__TASK INPUT__:
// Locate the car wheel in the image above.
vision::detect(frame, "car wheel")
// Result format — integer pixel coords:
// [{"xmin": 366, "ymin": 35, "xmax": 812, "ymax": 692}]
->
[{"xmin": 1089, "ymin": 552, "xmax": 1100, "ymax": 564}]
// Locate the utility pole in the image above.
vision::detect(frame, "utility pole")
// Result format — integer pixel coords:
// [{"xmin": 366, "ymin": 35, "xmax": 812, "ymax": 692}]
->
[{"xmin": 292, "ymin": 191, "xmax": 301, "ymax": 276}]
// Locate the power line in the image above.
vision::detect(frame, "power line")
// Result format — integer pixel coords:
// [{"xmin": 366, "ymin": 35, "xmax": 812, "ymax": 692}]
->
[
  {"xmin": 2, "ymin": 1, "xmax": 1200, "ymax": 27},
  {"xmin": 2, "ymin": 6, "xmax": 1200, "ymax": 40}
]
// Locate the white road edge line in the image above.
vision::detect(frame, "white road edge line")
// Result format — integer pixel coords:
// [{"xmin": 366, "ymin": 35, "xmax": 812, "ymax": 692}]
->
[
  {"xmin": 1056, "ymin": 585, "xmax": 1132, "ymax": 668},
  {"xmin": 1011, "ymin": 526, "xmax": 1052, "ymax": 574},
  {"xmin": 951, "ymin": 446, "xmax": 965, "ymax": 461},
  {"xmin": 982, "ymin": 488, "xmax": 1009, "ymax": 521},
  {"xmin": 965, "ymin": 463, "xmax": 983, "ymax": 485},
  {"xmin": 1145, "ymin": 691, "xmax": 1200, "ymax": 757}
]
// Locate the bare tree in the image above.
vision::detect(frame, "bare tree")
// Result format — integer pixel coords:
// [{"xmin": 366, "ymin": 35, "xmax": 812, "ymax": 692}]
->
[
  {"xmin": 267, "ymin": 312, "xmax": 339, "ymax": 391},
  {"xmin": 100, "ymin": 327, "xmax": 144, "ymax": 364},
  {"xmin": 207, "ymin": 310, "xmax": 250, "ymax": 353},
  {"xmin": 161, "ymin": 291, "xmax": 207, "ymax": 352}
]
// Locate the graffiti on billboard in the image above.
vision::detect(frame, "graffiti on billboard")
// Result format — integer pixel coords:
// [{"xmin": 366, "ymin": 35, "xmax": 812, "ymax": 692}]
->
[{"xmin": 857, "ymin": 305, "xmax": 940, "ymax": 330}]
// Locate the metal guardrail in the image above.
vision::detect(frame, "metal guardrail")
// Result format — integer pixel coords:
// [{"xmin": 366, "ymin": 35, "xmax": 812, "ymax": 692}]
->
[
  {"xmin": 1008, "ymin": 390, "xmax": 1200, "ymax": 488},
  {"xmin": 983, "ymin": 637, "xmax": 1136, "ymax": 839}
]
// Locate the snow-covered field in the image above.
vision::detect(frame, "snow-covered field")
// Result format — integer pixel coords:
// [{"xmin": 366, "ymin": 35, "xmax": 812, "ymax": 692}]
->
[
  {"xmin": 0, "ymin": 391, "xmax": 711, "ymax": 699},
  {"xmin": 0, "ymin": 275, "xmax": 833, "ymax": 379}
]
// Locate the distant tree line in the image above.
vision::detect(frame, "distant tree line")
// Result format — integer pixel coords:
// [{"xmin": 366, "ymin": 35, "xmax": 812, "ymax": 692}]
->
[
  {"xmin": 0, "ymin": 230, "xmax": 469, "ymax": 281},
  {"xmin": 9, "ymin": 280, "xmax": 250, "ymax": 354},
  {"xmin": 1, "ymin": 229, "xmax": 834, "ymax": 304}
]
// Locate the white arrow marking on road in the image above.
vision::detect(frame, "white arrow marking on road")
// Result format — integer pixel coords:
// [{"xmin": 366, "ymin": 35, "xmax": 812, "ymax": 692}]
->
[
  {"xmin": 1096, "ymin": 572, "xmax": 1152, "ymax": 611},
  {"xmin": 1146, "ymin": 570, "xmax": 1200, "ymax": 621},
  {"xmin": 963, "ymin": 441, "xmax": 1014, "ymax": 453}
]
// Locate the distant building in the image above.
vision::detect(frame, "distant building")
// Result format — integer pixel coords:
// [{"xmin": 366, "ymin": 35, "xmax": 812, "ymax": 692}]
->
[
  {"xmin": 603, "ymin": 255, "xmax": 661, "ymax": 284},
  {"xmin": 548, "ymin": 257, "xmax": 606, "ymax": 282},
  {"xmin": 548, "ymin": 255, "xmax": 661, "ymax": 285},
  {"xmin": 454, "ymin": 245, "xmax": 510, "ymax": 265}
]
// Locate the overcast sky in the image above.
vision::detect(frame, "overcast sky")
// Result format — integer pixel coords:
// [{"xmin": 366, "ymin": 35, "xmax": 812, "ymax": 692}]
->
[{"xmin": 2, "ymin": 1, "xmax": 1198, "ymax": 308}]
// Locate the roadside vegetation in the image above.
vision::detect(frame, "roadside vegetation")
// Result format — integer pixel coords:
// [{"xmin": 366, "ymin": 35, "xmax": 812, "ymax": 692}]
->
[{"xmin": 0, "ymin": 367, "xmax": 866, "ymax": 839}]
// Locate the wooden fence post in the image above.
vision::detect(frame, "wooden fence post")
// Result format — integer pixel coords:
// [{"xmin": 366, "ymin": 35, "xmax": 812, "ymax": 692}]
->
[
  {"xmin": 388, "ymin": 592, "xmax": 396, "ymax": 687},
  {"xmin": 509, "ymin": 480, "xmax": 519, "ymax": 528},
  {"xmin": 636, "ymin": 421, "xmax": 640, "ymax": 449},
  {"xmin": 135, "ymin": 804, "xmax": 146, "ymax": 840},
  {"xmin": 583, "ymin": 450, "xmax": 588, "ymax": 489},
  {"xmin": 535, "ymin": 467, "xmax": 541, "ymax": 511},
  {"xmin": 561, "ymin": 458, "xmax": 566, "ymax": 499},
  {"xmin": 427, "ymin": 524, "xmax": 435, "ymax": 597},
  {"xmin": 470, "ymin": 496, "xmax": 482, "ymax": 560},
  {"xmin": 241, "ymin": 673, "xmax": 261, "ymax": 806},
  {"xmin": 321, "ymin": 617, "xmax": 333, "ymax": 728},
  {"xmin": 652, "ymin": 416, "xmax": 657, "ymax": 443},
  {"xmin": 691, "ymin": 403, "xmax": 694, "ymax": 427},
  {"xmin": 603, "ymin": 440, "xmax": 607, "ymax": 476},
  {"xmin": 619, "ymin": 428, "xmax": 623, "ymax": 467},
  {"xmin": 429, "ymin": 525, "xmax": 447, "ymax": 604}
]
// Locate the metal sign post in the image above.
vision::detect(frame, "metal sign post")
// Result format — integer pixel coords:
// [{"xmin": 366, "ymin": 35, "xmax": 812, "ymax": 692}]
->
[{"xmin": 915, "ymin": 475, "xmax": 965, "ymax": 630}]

__EXERCISE INSTRUCTIONS__:
Copy out the entries from the material above, matching each one exactly.

__RESPONSE TO THIS EXERCISE__:
// Locate the car wheel in the image above.
vision::detect(frame, "car wheel")
// Result format — integer pixel coords:
// [{"xmin": 366, "ymin": 35, "xmax": 812, "ymax": 692}]
->
[{"xmin": 1089, "ymin": 552, "xmax": 1100, "ymax": 564}]
// Locate the utility pole in the image above.
vision::detect(frame, "utility pole")
// Result format — integer pixel coords:
// [{"xmin": 366, "ymin": 35, "xmax": 812, "ymax": 692}]
->
[{"xmin": 292, "ymin": 191, "xmax": 301, "ymax": 276}]
// Locate the power line in the image above.
vision::detect(frame, "power line")
// Result format — integer pixel coords:
// [{"xmin": 366, "ymin": 35, "xmax": 812, "ymax": 692}]
->
[
  {"xmin": 2, "ymin": 1, "xmax": 1200, "ymax": 27},
  {"xmin": 2, "ymin": 6, "xmax": 1200, "ymax": 40}
]
// Locate the white road edge line in the image above.
vision::detect(frame, "white road edge line")
// Result format — integer pixel coords:
// [{"xmin": 366, "ymin": 35, "xmax": 812, "ymax": 692}]
->
[
  {"xmin": 1056, "ymin": 585, "xmax": 1132, "ymax": 668},
  {"xmin": 1011, "ymin": 526, "xmax": 1052, "ymax": 574},
  {"xmin": 951, "ymin": 446, "xmax": 965, "ymax": 461},
  {"xmin": 982, "ymin": 488, "xmax": 1009, "ymax": 521},
  {"xmin": 965, "ymin": 463, "xmax": 983, "ymax": 485},
  {"xmin": 1145, "ymin": 691, "xmax": 1200, "ymax": 757}
]
// Locate the bare tree in the image above.
vision::detect(frame, "bare tree")
// Result format — integer pixel coords:
// [{"xmin": 366, "ymin": 35, "xmax": 812, "ymax": 692}]
->
[
  {"xmin": 267, "ymin": 312, "xmax": 339, "ymax": 391},
  {"xmin": 100, "ymin": 327, "xmax": 144, "ymax": 364},
  {"xmin": 207, "ymin": 310, "xmax": 250, "ymax": 353},
  {"xmin": 161, "ymin": 291, "xmax": 207, "ymax": 352}
]
// Locate the graffiti on billboard in the image above.
vision::detect(frame, "graffiti on billboard")
// Result format — integer pixel coords:
// [{"xmin": 366, "ymin": 35, "xmax": 812, "ymax": 692}]
->
[{"xmin": 857, "ymin": 305, "xmax": 940, "ymax": 330}]
// Locate the metal guardrail in the image above.
vision::detect(frame, "metal guardrail")
// Result format — integer pixel coords:
// [{"xmin": 366, "ymin": 35, "xmax": 812, "ymax": 692}]
->
[
  {"xmin": 1008, "ymin": 390, "xmax": 1200, "ymax": 488},
  {"xmin": 983, "ymin": 637, "xmax": 1136, "ymax": 839}
]
// Locate the snow-covered field in the image above.
vision::detect(frame, "snow-covered field")
// Result format — integer pixel coords:
// [{"xmin": 366, "ymin": 35, "xmax": 812, "ymax": 692}]
->
[
  {"xmin": 0, "ymin": 391, "xmax": 711, "ymax": 699},
  {"xmin": 0, "ymin": 275, "xmax": 833, "ymax": 379}
]
// Locate the distant tree line in the image above.
vision::detect(frame, "distant tree line")
// Result format — integer pixel coords:
// [{"xmin": 366, "ymin": 35, "xmax": 812, "ymax": 692}]
->
[
  {"xmin": 0, "ymin": 230, "xmax": 469, "ymax": 281},
  {"xmin": 9, "ymin": 280, "xmax": 250, "ymax": 354},
  {"xmin": 1, "ymin": 229, "xmax": 834, "ymax": 304}
]
// Locate the white arrow marking on road in the image above.
vision::detect(frame, "white arrow marking on road")
// Result format — integer pixel coords:
// [{"xmin": 366, "ymin": 35, "xmax": 812, "ymax": 692}]
->
[
  {"xmin": 1096, "ymin": 572, "xmax": 1152, "ymax": 611},
  {"xmin": 1146, "ymin": 570, "xmax": 1200, "ymax": 621},
  {"xmin": 963, "ymin": 441, "xmax": 1014, "ymax": 453}
]
// Locate the distant building in the image above.
vision::detect(frame, "distant building")
// Result format — integer pixel coords:
// [{"xmin": 366, "ymin": 35, "xmax": 812, "ymax": 692}]
->
[
  {"xmin": 603, "ymin": 255, "xmax": 661, "ymax": 284},
  {"xmin": 548, "ymin": 257, "xmax": 606, "ymax": 282},
  {"xmin": 548, "ymin": 255, "xmax": 661, "ymax": 285},
  {"xmin": 454, "ymin": 245, "xmax": 510, "ymax": 265}
]
// Locate the overcast sky in the image above.
vision::detect(frame, "overcast sky")
// Result format — integer pixel coords:
// [{"xmin": 366, "ymin": 35, "xmax": 812, "ymax": 692}]
->
[{"xmin": 2, "ymin": 1, "xmax": 1198, "ymax": 308}]
// Locate the roadside vegetation in the image above.
vision::detect(frame, "roadside vegetation")
// Result format — integer pixel coords:
// [{"xmin": 366, "ymin": 35, "xmax": 812, "ymax": 692}]
->
[{"xmin": 0, "ymin": 367, "xmax": 866, "ymax": 839}]
// Locate the wooden fence post in the image above.
vision::detect(frame, "wooden fence post")
// Result format — integer pixel coords:
// [{"xmin": 366, "ymin": 35, "xmax": 812, "ymax": 692}]
->
[
  {"xmin": 388, "ymin": 592, "xmax": 396, "ymax": 687},
  {"xmin": 509, "ymin": 480, "xmax": 519, "ymax": 528},
  {"xmin": 636, "ymin": 421, "xmax": 640, "ymax": 449},
  {"xmin": 135, "ymin": 804, "xmax": 146, "ymax": 840},
  {"xmin": 583, "ymin": 450, "xmax": 588, "ymax": 489},
  {"xmin": 535, "ymin": 467, "xmax": 541, "ymax": 511},
  {"xmin": 561, "ymin": 458, "xmax": 566, "ymax": 499},
  {"xmin": 427, "ymin": 524, "xmax": 435, "ymax": 597},
  {"xmin": 470, "ymin": 496, "xmax": 482, "ymax": 560},
  {"xmin": 241, "ymin": 673, "xmax": 261, "ymax": 806},
  {"xmin": 321, "ymin": 617, "xmax": 333, "ymax": 728},
  {"xmin": 652, "ymin": 416, "xmax": 657, "ymax": 443},
  {"xmin": 691, "ymin": 403, "xmax": 694, "ymax": 427},
  {"xmin": 603, "ymin": 440, "xmax": 607, "ymax": 476},
  {"xmin": 619, "ymin": 428, "xmax": 623, "ymax": 467},
  {"xmin": 429, "ymin": 525, "xmax": 447, "ymax": 604}
]
// Locate the metal sign post in the image above.
vision::detect(frame, "metal sign post")
// Result format — integer pixel coords:
// [{"xmin": 366, "ymin": 35, "xmax": 812, "ymax": 692}]
->
[{"xmin": 915, "ymin": 475, "xmax": 965, "ymax": 630}]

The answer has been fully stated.